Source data
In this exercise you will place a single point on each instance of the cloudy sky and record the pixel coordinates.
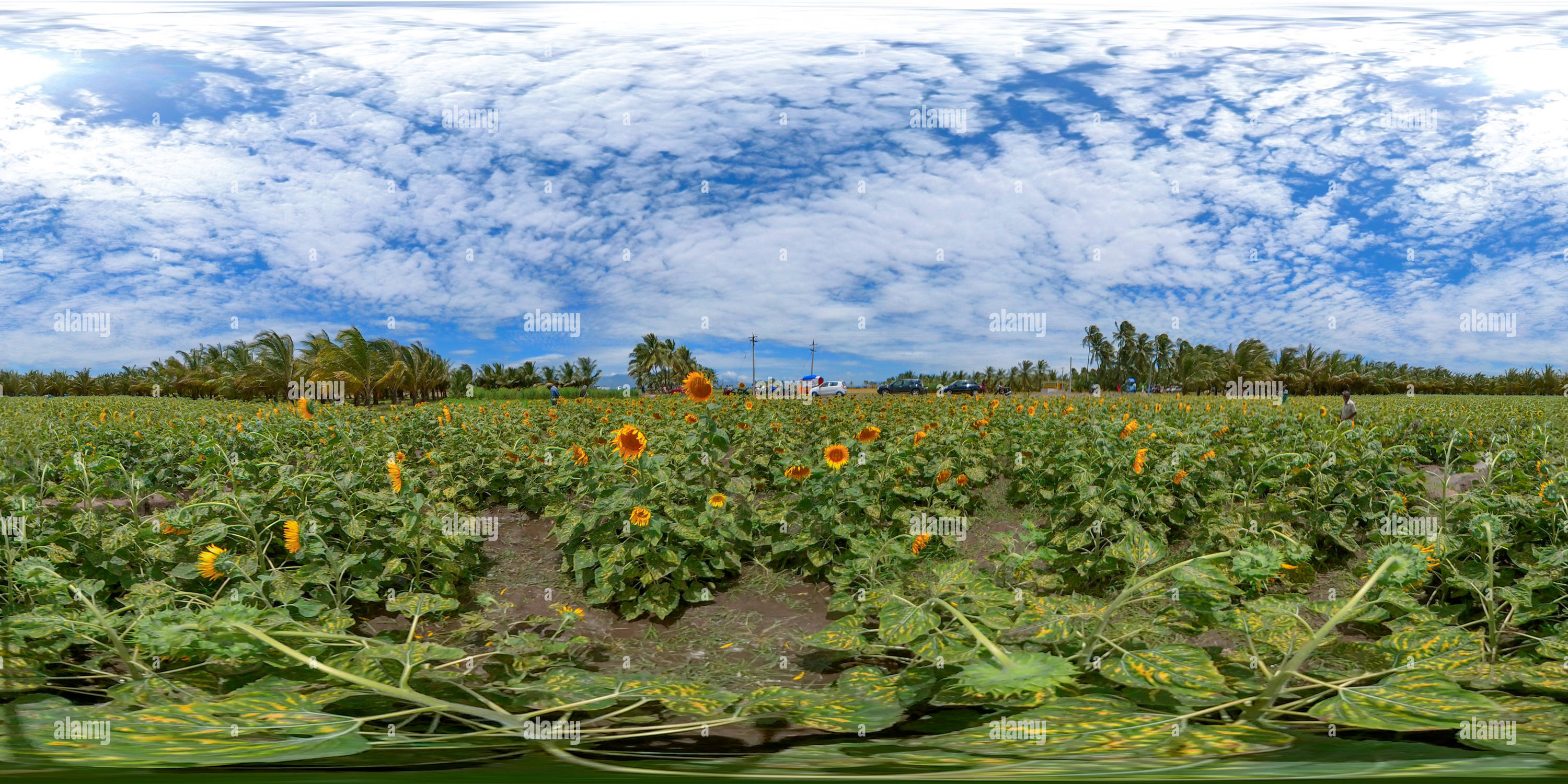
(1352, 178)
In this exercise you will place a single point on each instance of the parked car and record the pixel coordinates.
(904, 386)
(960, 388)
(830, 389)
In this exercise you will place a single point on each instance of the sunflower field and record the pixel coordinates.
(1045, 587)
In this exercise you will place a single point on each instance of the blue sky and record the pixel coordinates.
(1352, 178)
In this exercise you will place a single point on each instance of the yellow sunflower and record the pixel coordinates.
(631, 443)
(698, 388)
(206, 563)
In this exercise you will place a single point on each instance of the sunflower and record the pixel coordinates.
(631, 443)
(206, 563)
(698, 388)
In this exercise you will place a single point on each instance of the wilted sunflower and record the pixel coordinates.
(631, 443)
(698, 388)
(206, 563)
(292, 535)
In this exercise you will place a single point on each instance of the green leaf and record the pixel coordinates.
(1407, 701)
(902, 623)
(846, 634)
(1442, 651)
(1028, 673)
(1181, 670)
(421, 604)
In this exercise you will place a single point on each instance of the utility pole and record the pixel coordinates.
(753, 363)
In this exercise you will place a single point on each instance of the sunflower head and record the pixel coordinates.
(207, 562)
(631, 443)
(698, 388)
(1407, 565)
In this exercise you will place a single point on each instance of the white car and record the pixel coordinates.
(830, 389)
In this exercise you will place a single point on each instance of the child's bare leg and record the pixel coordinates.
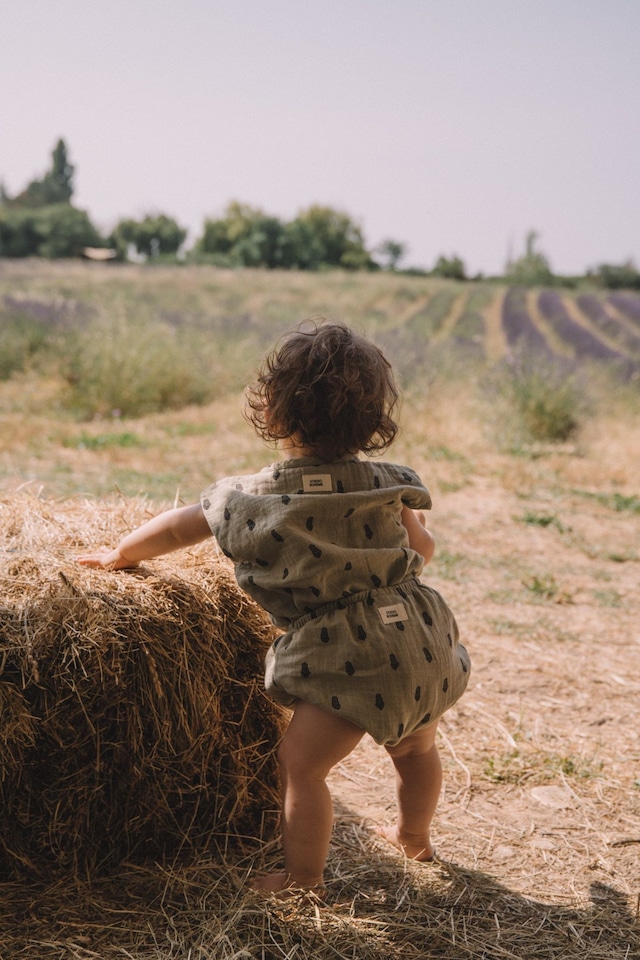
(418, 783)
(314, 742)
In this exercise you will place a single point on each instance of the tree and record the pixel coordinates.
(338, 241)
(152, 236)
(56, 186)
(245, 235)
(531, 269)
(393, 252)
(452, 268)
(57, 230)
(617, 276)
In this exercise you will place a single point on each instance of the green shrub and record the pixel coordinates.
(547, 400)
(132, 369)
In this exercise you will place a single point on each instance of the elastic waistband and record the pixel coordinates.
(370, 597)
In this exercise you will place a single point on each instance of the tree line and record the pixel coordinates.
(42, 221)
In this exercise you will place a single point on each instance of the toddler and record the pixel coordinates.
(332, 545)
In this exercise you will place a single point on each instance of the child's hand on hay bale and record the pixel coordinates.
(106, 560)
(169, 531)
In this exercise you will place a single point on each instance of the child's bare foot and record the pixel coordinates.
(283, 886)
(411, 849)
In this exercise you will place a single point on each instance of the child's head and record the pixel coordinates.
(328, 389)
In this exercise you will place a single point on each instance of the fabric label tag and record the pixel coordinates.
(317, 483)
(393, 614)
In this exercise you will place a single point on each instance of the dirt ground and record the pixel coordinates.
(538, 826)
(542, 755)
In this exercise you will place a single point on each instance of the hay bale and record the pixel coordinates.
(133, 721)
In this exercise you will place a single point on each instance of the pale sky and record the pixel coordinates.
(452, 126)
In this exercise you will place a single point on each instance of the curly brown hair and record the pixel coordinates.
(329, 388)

==

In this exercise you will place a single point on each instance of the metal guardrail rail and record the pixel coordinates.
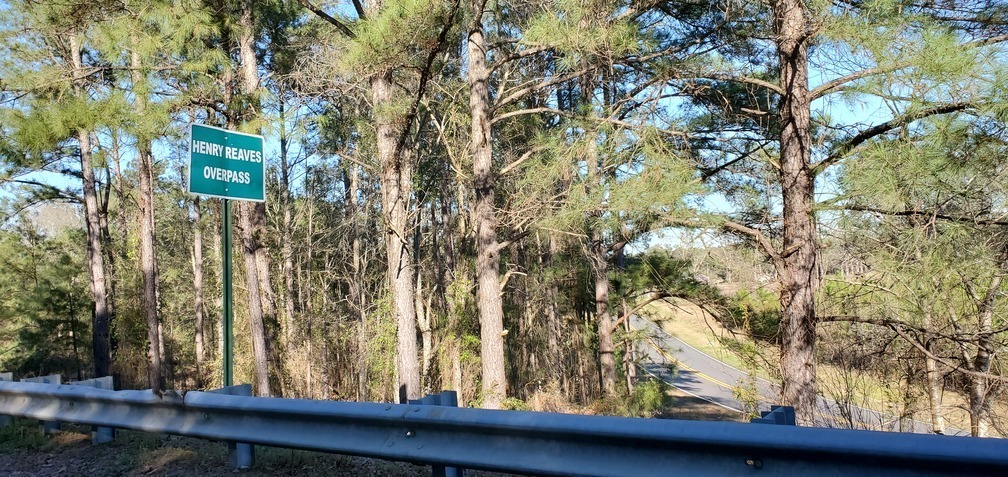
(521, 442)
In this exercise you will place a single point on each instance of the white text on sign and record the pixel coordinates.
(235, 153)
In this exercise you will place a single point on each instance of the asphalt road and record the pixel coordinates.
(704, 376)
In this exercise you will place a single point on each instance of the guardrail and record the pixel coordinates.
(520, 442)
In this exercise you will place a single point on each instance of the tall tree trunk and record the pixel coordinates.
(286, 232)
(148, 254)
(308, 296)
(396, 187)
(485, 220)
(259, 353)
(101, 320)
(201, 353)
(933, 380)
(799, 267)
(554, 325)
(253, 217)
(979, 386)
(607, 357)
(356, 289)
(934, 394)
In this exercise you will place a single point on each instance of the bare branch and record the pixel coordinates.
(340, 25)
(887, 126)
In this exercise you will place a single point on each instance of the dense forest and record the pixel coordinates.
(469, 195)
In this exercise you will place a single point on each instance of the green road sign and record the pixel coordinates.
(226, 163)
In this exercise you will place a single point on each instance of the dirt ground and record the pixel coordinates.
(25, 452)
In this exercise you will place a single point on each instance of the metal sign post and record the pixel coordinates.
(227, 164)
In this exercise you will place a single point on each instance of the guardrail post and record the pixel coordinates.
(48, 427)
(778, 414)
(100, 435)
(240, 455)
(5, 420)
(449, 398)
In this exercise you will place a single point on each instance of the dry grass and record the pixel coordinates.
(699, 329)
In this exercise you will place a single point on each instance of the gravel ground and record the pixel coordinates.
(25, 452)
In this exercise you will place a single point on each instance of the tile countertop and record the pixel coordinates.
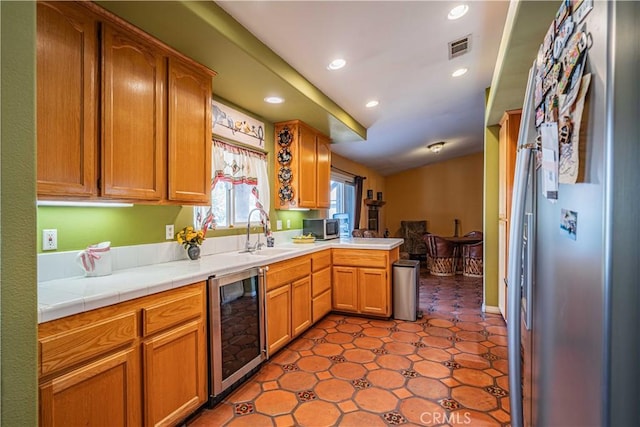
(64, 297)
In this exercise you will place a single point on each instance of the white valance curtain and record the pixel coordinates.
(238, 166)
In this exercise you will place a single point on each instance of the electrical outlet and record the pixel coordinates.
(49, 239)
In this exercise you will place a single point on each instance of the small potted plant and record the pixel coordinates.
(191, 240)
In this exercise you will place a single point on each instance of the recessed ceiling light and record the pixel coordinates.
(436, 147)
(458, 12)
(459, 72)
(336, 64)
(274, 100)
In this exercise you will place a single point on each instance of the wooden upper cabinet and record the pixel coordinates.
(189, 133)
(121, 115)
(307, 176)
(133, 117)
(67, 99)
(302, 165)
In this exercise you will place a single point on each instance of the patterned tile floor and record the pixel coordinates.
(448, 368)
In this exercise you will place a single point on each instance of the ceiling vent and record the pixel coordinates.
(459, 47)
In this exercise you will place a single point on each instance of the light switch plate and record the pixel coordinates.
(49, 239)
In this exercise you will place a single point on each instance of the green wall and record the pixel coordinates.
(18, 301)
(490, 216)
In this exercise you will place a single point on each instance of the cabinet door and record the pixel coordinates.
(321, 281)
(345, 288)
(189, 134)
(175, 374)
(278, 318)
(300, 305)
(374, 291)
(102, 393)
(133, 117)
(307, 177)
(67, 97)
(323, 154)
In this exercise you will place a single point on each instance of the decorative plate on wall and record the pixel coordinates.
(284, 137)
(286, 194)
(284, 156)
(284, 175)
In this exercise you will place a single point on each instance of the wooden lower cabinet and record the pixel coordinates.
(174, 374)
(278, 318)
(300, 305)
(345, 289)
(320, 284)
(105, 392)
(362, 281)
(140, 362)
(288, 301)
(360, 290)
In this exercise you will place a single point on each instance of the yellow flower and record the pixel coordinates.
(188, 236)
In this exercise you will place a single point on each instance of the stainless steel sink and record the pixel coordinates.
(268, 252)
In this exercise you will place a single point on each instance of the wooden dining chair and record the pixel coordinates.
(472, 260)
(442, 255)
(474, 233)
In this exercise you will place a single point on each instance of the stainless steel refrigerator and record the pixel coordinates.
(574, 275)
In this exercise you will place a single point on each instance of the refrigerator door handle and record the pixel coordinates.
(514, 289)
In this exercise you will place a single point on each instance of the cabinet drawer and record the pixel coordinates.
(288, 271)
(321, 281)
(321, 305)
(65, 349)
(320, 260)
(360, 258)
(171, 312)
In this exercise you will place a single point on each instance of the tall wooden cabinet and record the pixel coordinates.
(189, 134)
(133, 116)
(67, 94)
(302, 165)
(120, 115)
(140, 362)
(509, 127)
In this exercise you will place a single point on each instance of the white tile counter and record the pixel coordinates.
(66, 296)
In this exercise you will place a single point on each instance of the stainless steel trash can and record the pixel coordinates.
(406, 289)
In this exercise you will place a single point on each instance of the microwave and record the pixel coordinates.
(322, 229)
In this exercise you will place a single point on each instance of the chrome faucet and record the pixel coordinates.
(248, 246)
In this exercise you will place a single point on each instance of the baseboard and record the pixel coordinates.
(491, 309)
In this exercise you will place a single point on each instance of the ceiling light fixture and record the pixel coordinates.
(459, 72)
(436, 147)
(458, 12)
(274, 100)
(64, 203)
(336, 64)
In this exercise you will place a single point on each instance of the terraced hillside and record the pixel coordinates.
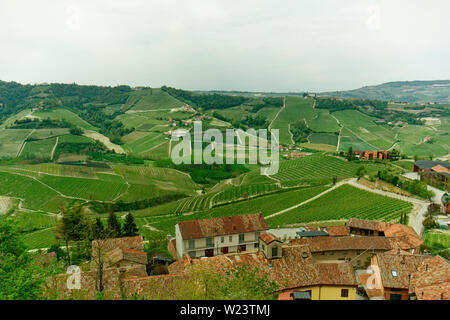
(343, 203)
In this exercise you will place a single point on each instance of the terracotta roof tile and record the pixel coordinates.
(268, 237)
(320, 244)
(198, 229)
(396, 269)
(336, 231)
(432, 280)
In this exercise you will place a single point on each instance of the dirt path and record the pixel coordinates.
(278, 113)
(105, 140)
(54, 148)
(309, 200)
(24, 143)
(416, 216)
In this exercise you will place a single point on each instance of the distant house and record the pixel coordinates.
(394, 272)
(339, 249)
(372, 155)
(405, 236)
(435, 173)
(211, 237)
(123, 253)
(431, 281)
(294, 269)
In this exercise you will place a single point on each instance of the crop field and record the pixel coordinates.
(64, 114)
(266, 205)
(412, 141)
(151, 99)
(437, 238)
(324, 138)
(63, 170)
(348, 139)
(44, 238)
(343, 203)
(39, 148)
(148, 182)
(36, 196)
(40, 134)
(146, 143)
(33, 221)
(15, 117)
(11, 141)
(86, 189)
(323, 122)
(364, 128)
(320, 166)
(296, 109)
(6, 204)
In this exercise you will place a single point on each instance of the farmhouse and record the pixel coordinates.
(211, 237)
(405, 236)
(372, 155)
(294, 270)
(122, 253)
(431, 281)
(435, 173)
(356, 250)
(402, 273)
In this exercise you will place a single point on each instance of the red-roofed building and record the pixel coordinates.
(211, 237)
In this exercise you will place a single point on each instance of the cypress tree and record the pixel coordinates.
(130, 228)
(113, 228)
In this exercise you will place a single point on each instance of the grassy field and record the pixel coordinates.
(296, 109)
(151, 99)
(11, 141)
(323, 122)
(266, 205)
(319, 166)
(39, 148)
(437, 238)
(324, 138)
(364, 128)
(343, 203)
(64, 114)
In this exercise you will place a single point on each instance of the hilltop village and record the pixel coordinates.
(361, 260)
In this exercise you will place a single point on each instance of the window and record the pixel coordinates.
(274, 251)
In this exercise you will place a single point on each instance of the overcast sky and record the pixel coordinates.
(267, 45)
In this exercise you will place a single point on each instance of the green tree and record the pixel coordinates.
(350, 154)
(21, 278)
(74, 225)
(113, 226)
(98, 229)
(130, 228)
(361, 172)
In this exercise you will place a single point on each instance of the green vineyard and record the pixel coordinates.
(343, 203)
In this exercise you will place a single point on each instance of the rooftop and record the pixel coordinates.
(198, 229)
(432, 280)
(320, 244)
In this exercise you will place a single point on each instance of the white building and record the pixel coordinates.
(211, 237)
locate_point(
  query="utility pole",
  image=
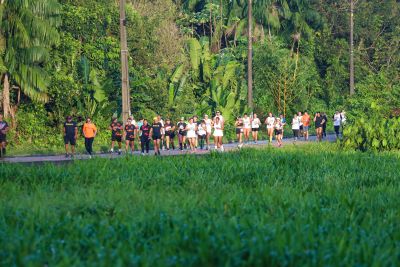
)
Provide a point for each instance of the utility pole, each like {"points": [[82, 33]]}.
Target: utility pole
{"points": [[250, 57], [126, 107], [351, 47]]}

==

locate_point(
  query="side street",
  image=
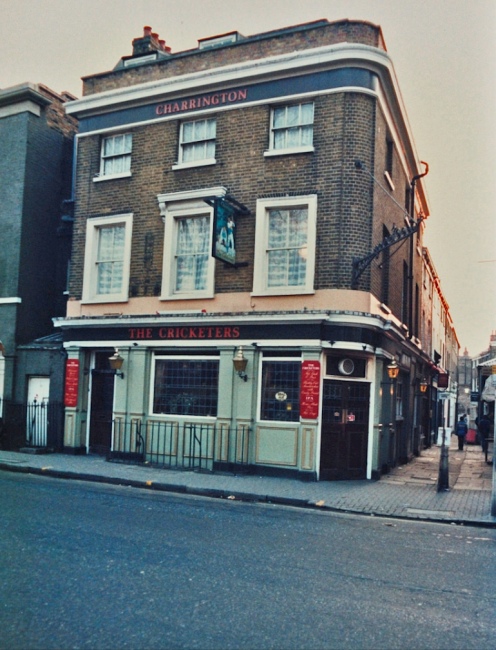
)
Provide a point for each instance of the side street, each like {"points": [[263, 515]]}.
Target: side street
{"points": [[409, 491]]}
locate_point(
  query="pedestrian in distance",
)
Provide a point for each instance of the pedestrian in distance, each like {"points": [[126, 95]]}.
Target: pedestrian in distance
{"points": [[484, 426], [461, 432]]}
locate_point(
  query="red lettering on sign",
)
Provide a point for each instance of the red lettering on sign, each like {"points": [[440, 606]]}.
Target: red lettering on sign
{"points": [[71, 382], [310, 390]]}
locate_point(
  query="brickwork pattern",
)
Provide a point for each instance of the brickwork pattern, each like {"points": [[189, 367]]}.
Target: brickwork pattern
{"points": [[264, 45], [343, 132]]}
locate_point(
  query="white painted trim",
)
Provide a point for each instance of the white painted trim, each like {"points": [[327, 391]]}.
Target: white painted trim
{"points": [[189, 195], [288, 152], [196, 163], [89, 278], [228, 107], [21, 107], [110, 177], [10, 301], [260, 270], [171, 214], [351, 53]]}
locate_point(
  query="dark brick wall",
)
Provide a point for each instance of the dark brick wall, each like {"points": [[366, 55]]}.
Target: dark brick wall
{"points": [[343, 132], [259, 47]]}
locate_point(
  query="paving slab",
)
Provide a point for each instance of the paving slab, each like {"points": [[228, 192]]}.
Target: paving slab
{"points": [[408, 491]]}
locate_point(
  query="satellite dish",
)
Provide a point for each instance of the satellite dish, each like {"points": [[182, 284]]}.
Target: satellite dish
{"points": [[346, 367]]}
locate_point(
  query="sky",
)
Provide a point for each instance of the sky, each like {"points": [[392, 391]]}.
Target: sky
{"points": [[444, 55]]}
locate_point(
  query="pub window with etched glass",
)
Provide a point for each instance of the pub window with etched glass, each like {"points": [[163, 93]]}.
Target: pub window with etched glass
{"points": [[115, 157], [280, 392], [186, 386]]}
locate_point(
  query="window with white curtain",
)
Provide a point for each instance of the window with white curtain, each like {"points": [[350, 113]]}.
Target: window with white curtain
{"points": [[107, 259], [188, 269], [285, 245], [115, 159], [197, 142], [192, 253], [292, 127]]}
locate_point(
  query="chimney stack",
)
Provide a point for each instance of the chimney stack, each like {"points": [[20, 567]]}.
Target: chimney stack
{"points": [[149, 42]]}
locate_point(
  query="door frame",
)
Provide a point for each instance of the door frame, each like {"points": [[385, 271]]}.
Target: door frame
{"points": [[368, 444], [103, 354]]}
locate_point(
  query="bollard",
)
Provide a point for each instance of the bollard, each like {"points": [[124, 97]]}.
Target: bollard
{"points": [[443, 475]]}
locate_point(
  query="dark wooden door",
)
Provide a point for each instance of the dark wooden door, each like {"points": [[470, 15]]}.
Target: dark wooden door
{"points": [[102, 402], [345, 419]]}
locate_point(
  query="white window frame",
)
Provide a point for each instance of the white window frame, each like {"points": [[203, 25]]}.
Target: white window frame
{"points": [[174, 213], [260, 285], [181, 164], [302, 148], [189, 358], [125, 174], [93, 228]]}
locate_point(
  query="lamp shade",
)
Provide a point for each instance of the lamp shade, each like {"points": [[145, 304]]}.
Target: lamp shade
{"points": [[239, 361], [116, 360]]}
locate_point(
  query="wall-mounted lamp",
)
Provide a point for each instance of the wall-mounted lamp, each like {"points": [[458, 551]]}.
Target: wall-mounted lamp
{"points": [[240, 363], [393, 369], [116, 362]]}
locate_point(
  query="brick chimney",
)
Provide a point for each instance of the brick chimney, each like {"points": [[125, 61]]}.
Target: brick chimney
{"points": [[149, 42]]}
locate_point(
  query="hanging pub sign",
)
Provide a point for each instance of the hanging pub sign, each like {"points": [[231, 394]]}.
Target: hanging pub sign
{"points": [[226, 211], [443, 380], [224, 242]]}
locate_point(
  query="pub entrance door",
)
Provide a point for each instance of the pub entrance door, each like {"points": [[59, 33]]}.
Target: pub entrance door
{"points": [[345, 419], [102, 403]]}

* [Task statement] Count the lines of the records above that contain the string "pole", treating uppercase and lowercase letters as distinct. Give only the number.

* [Reply to the exercise] 4